[Records from a dataset]

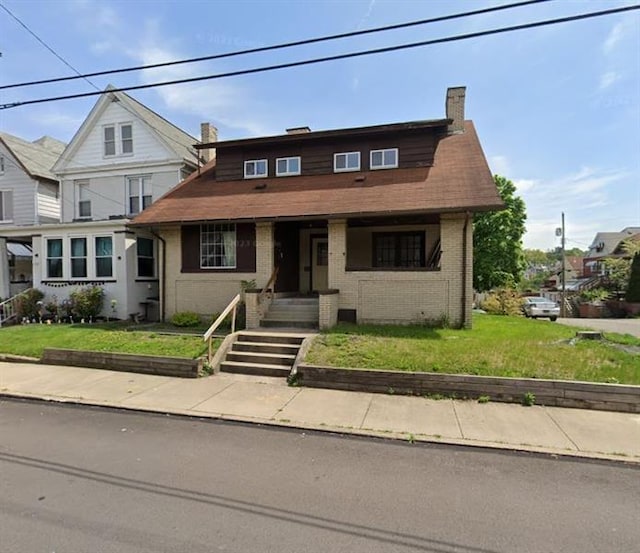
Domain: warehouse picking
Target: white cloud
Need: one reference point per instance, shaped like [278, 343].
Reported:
[609, 78]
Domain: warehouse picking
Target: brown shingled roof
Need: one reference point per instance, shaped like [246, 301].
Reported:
[459, 180]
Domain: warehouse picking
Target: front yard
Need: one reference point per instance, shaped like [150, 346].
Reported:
[497, 346]
[30, 340]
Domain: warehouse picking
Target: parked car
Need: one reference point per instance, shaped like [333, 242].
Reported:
[537, 306]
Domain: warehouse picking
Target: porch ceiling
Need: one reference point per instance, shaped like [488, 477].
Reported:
[459, 180]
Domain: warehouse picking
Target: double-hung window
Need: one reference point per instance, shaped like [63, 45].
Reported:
[54, 258]
[104, 256]
[218, 246]
[83, 198]
[146, 262]
[78, 258]
[139, 193]
[346, 161]
[384, 159]
[255, 168]
[286, 166]
[109, 140]
[398, 249]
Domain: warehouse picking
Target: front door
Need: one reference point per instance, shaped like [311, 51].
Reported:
[319, 263]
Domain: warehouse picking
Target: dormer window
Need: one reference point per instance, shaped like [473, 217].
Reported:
[286, 166]
[347, 161]
[255, 168]
[384, 159]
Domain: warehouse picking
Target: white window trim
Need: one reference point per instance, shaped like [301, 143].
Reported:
[45, 269]
[125, 124]
[288, 173]
[226, 267]
[383, 166]
[4, 207]
[95, 256]
[261, 176]
[346, 169]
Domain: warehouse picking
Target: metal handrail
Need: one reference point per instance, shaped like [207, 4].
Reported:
[8, 307]
[232, 307]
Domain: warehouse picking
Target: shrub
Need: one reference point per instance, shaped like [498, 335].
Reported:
[185, 318]
[27, 304]
[503, 301]
[86, 303]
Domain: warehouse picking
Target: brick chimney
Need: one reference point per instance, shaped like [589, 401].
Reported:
[455, 108]
[298, 130]
[208, 134]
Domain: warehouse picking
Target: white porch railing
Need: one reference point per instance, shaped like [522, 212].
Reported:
[9, 307]
[208, 335]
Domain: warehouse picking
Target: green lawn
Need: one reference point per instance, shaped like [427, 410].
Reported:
[496, 346]
[31, 340]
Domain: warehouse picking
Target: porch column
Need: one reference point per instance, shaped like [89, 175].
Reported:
[337, 231]
[4, 270]
[264, 253]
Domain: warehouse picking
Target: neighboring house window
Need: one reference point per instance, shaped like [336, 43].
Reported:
[104, 256]
[384, 159]
[255, 168]
[218, 246]
[347, 161]
[287, 166]
[398, 249]
[126, 137]
[84, 199]
[54, 258]
[6, 206]
[78, 258]
[139, 192]
[110, 141]
[146, 262]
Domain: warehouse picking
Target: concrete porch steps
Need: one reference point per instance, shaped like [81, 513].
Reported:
[263, 353]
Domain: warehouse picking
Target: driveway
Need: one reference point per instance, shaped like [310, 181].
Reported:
[621, 326]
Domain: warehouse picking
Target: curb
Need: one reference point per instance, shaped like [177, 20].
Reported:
[370, 433]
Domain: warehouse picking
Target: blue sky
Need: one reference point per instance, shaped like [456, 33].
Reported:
[556, 108]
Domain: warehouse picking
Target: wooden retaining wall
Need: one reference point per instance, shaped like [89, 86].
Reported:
[560, 393]
[145, 364]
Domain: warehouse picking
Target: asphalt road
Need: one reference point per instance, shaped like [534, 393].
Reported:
[79, 479]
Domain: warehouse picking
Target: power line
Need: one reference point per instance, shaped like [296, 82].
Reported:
[324, 59]
[271, 47]
[34, 35]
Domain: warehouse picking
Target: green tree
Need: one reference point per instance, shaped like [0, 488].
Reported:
[498, 257]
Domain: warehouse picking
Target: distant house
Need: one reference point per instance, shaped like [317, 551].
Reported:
[29, 195]
[606, 245]
[123, 158]
[369, 224]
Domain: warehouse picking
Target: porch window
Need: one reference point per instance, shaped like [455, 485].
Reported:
[287, 166]
[78, 258]
[384, 159]
[347, 161]
[104, 256]
[54, 258]
[146, 262]
[218, 246]
[255, 168]
[139, 193]
[398, 249]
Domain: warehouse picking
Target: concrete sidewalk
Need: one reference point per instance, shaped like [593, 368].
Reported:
[594, 434]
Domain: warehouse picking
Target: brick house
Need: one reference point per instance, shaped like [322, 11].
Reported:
[371, 224]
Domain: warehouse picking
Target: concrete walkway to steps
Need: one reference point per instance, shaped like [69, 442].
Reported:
[562, 431]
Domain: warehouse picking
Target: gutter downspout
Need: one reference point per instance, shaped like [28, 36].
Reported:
[163, 272]
[465, 247]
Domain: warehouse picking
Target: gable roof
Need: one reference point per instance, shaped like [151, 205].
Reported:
[178, 141]
[459, 180]
[36, 158]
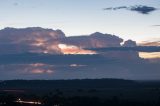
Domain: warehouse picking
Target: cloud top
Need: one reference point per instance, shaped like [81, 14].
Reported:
[143, 9]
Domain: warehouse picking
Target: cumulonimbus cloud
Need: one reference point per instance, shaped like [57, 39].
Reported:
[138, 8]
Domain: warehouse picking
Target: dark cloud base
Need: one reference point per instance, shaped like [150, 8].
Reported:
[138, 8]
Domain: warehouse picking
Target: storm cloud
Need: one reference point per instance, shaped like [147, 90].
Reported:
[142, 9]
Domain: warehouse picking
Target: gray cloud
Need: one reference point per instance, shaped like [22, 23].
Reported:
[138, 8]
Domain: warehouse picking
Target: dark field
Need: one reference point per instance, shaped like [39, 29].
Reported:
[87, 92]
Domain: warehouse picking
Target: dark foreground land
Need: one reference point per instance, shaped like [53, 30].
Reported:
[87, 92]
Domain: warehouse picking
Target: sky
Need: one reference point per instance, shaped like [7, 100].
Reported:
[83, 17]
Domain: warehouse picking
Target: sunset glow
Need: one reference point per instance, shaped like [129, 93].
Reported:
[71, 49]
[147, 55]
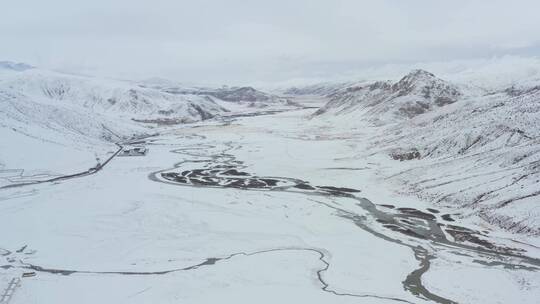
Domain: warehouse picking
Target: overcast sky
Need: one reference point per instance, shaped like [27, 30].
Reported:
[234, 41]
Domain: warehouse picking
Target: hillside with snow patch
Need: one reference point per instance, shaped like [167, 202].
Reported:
[476, 151]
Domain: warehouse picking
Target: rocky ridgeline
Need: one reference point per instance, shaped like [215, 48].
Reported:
[416, 93]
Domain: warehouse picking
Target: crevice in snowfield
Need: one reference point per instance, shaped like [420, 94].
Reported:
[212, 261]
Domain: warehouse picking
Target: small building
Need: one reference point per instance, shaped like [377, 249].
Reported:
[133, 151]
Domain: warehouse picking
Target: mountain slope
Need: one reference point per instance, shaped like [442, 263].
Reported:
[416, 93]
[477, 153]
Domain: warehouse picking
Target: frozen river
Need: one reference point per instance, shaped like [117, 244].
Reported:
[249, 209]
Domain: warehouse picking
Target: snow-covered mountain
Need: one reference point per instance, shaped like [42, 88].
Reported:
[471, 149]
[62, 121]
[416, 93]
[321, 89]
[247, 96]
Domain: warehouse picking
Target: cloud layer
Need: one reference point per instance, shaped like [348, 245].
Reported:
[211, 41]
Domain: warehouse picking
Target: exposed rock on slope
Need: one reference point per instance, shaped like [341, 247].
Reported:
[477, 153]
[416, 93]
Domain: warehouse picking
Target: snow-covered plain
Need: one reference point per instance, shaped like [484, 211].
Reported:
[258, 204]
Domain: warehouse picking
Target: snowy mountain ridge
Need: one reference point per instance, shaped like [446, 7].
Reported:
[473, 150]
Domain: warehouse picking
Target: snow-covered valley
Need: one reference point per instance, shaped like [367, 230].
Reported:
[417, 190]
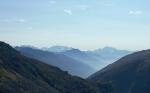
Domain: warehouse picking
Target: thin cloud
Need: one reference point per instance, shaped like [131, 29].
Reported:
[68, 11]
[108, 4]
[52, 2]
[83, 7]
[21, 20]
[30, 28]
[137, 12]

§ **PROBLEM**
Leaving aside the images, write out the entries above word for word.

§ **RESULT OF THE TASK**
Domain: warehouse picking
Target: white cloud
Need: one reference point per instance, shaped like [278, 343].
Reported:
[609, 78]
Domain: warehouse picking
Target: brown shingled roof
Need: one reference point per instance, shaped like [246, 301].
Reported:
[459, 180]
Domain: warehouse picking
Target: front yard
Need: one reference point per instance, shaped like [150, 346].
Reported:
[497, 346]
[30, 340]
Domain: warehouse picking
Target: parked car
Need: one reference point per instance, shaped like [333, 242].
Reported:
[537, 306]
Domain: warehouse picking
Target: porch ceiling
Need: one reference point per instance, shaped like [488, 477].
Reported:
[459, 180]
Domain: warehouse picking
Target: double-hung window
Need: one reference point per instance, shaped like [63, 45].
Reported:
[54, 258]
[104, 256]
[218, 246]
[83, 198]
[146, 262]
[78, 258]
[139, 193]
[346, 161]
[384, 159]
[255, 168]
[286, 166]
[109, 140]
[398, 249]
Domain: warehouse picking
Target: front door
Need: one reference point per instance, shaped like [311, 51].
Reported:
[319, 263]
Domain: warehouse picking
Target: dormer window
Need: one reference point per instance, shaped like [473, 217].
Reported:
[286, 166]
[347, 161]
[255, 168]
[384, 159]
Domain: warehouse picking
Target: white window trim
Need: one reference point per instance, shaped like [301, 143].
Reported:
[45, 269]
[125, 124]
[288, 173]
[226, 267]
[383, 166]
[4, 207]
[95, 256]
[261, 176]
[346, 169]
Domain: warehouse picking
Target: metal handrail
Need: one reference point per instance, shaped like [207, 4].
Reported:
[8, 307]
[232, 307]
Domain: warehouse picking
Target: shrub
Need: one reference point per instance, shaped like [498, 335].
Reported:
[185, 318]
[27, 304]
[503, 301]
[86, 303]
Domain: warehouse picking
Target: brick chimney
Need: one reference point per instance, shaped like [589, 401].
Reported:
[455, 108]
[298, 130]
[208, 134]
Domain: warehouse picking
Target: white porch railing
Need: one reference point per instance, shaped like [522, 212].
Reported:
[9, 307]
[208, 335]
Domain: warehouse picking
Target: green lawn
Need: one reference point per instance, shaped like [427, 410].
Reported:
[496, 346]
[31, 340]
Domain: warehouse picking
Target: porch column
Need: one reference point per instance, shaped like [89, 175].
Reported:
[337, 231]
[4, 270]
[264, 253]
Domain: warehouse picking
Target: neighboring house window
Need: one reference point per instance, shaped like [336, 43].
Reported:
[104, 256]
[384, 159]
[255, 168]
[218, 246]
[347, 161]
[287, 166]
[398, 249]
[126, 137]
[84, 199]
[54, 258]
[6, 206]
[78, 258]
[139, 192]
[110, 141]
[146, 262]
Domain: warehouse picking
Target: concrete porch steps
Need: one reference point per instance, shaped like [81, 513].
Reported:
[263, 353]
Domain: warehouse picking
Target: driveway
Need: one reference point per instance, shaped like [310, 181].
Reported:
[621, 326]
Domain: warehouse picking
Target: curb
Need: one reference point per instance, shaped like [177, 20].
Reported:
[370, 433]
Domain: warehouse picking
Target: blue sky
Need: one reference point per instance, shaped like [456, 33].
Reported:
[556, 108]
Domain: warehouse picking
Target: wooden retaining wall
Need: one reference point per instance, shaped like [89, 86].
Reported:
[560, 393]
[145, 364]
Domain: warehouse picking
Target: asphalt road
Need: one reference point per instance, shaped like [534, 393].
Reported:
[79, 479]
Domain: warehouse picking
Target: power line
Need: one reference point per instance, shaped like [296, 82].
Reported:
[324, 59]
[271, 47]
[34, 35]
Domain: warehouse picking
Target: green tree
Need: one reference point per instance, shaped like [0, 488].
Reported:
[498, 257]
Domain: warehouse picking
Target: distant house
Need: one reference point per instance, shaped like [317, 551].
Reported:
[29, 195]
[606, 245]
[123, 158]
[369, 224]
Domain: warehouse picking
Target: porch window
Need: one reference point per instance, shaped like [455, 485].
Reported:
[287, 166]
[78, 258]
[384, 159]
[347, 161]
[104, 256]
[54, 258]
[146, 262]
[218, 246]
[255, 168]
[139, 193]
[398, 249]
Domain: warehouse picking
Target: concrete sidewalk
Need: one reference point per instance, shaped like [593, 368].
Reported:
[594, 434]
Domain: warehouse picking
Target: brick house
Need: one reference point per instance, shaped like [322, 11].
Reported:
[371, 224]
Domain: warehouse picking
Target: concrete walkway to steps
Need: one reference point per instance, shaped like [69, 442].
Reported:
[562, 431]
Domain: warehouse picking
Target: gutter downspout
Need: one reference point per instance, shaped like [28, 36].
Reported:
[163, 272]
[465, 247]
Domain: warehouse picking
Target: gable roof
Need: one reference point per instance, shaped like [151, 205].
Reported:
[178, 141]
[459, 180]
[36, 158]
Domain: warehouse picking
Target: cloud top
Need: one reference point per instance, shaped like [81, 14].
Reported:
[143, 9]
Domain: warehouse picking
Target: cumulonimbus cloud
Need: one reference point per instance, shaped like [57, 39].
Reported:
[138, 8]
Domain: warehouse picking
Target: dark cloud base
Need: one reference point per instance, shaped like [150, 8].
Reported:
[138, 8]
Domain: warehouse picking
Target: storm cloud
Need: one reference point per instance, shaped like [147, 90].
Reported:
[142, 9]
Domain: warehouse picking
Target: gray cloud
Need: one reference point per instance, shaped like [22, 23].
Reported:
[138, 8]
Domain: warehouse picking
Target: dark field
Need: one reference point per instance, shaped like [39, 29].
Reported:
[87, 92]
Domain: warehouse picking
Target: dark foreground land
Need: one reference point per instance, shaped like [53, 30].
Reported:
[87, 92]
Domain: warehouse picking
Target: sky
Need: one reference point per instance, shaped like [7, 100].
Reported:
[83, 17]
Domain: warehouse picking
Target: sunset glow
Need: one reference point per instance, shaped like [129, 93].
Reported:
[71, 49]
[147, 55]
Domain: warehouse picking
Target: overcast sky
Need: one reference point per instance, shaped like [27, 30].
Reported:
[234, 41]
Domain: warehouse picking
Target: hillside with snow patch
Need: one reference point per instance, shaped like [167, 202].
Reported:
[476, 151]
Domain: warehouse picking
Target: rocky ridgeline
Need: one reference point per instance, shaped like [215, 48].
Reported:
[416, 93]
Domain: warehouse picking
Target: crevice in snowfield
Need: one reference point per instance, shaped like [420, 94].
Reported:
[212, 261]
Domain: warehouse picking
Target: small building
Need: one reference point per instance, shaped like [377, 249].
Reported:
[133, 151]
Domain: warehouse picking
Target: mountain slope
Need: one reference point per instance, shaped like [442, 263].
Reported:
[416, 93]
[477, 153]
Domain: warehouse picking
Target: frozen river
Need: one reference point per instance, shaped like [117, 244].
Reported:
[249, 209]
Domain: warehouse picking
Target: snow-covered mountain
Need: one reference point per instance, shaped like [42, 88].
Reported:
[471, 149]
[62, 121]
[416, 93]
[321, 89]
[247, 96]
Domain: warehouse picking
Target: cloud layer
Need: one reference point per instance, shaped like [348, 245].
Reported:
[211, 41]
Domain: warehouse picking
Target: exposed rock on slope
Need: one reference point per instance, shaped like [341, 247].
Reported:
[477, 153]
[416, 93]
Domain: warehouse picking
Target: snow-covered plain
Need: one reference point per instance, shaped like [484, 211].
Reported:
[258, 204]
Domain: warehouse picking
Target: snowy mountain ridge
Need: one reference point per instance, shaped like [446, 7].
Reported:
[473, 150]
Domain: warehouse picking
Target: snow-covered valley
Need: one reference point per instance, shaped like [367, 230].
Reported:
[417, 190]
Domain: warehouse picking
Target: thin cloud
Need: one reference point per instance, shaped like [131, 29].
Reported:
[68, 11]
[108, 4]
[52, 2]
[83, 7]
[21, 20]
[30, 28]
[137, 12]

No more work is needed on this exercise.